- [Given text]
________________________

Rogers Youth Hockey Association Play to Win Against Sarcoma Cancers

This year, the Rogers Youth Hockey Association is transforming the sarcoma journey of teammates into good for all. With two players fighting sarcomas, and two others whose dad fought hard against it, the 41 teams of RYHA have joined together to bring the spirit of competition to win against sarcoma cancers. With a campaign built around games the week that includes January 14th, the entire Rogers hockey community is making a very real difference. With new tools available to support individual and third-party fundraising efforts, Rein in Sarcoma can provide robust support to the association and is proud to be part of this great community effort. You can donate now: Donate here 

Riley is a Rogers Youth Hockey player and sarcoma survivor. His mother has shared his sarcoma story to help raise awareness and increase survivors.  

At his annual checkup just after his 8th birthday, Riley’s doctor found a lump on his testicle.  Riley was referred to a urologist, but because of COVID delays he was unable to get an appointment until 2 months later.  From the urologist’s office we were sent directly to Children’s, and within an hour Riley was scheduled for surgery to remove his tumor.  On February 17th, 2021 we received the call that his tumor was cancerous.  After additional testing and imaging, it was determined that Riley’s cancer had spread throughout his abdomen and into his chest.  Riley was referred to a team of Rhabdomyosarcoma specialists at The Mayo Clinic, and on March 13th, Riley underwent 8 hours of surgery to remove additional tissue as well as 150 abdominal lymph nodes, harvest a portion of healthy testicle for preservation, and place his port.   Following surgery, Riley treatment consisted of a 42 week treatment plan involving chemotherapy and proton beam radiation.  On Christmas Eve, Riley left the hospital after his last chemo treatment.

________________________

- [Entries provided]
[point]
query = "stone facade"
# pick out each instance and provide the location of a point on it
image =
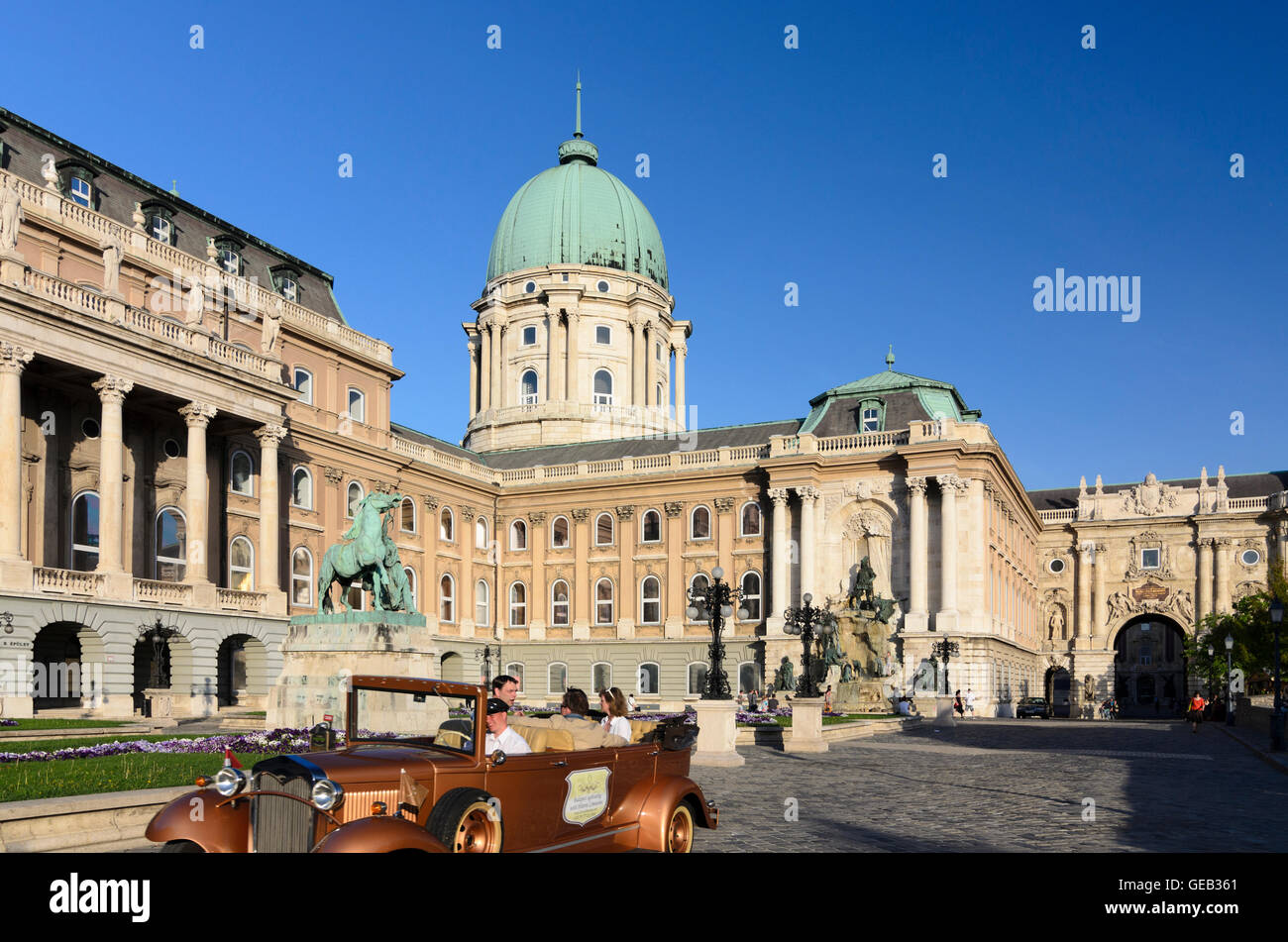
(180, 444)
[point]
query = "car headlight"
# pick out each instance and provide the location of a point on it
(327, 794)
(230, 782)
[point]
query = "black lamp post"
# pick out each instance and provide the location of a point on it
(1229, 680)
(713, 605)
(1276, 719)
(805, 622)
(945, 650)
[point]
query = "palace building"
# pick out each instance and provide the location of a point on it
(188, 421)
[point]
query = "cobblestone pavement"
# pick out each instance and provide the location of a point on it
(1005, 785)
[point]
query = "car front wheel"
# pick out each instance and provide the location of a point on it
(679, 831)
(467, 821)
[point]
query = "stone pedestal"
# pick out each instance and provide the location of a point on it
(717, 731)
(322, 650)
(806, 727)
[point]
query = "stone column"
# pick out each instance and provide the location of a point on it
(584, 593)
(197, 499)
(918, 556)
(269, 563)
(1099, 606)
(485, 366)
(111, 471)
(540, 603)
(1203, 590)
(778, 564)
(681, 414)
(472, 347)
(949, 485)
(807, 494)
(1082, 623)
(630, 590)
(574, 374)
(1224, 550)
(13, 361)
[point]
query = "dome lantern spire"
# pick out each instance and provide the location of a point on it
(578, 150)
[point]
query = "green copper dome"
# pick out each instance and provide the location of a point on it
(578, 214)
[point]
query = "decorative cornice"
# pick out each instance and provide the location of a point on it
(197, 414)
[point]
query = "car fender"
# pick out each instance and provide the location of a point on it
(380, 834)
(200, 817)
(656, 811)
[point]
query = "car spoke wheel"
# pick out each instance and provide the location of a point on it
(679, 831)
(467, 821)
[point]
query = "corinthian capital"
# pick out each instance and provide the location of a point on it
(112, 389)
(14, 358)
(269, 435)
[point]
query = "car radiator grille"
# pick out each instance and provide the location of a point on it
(282, 825)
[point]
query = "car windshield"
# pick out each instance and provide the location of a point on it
(416, 717)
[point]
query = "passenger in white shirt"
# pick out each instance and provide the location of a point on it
(498, 732)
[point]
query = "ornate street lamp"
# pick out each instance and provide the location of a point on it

________________________

- [Action item] In the text on the hockey association's sarcoma campaign, how many teams does the Rogers Youth Hockey Association have?

- [Answer to this problem] 41 teams.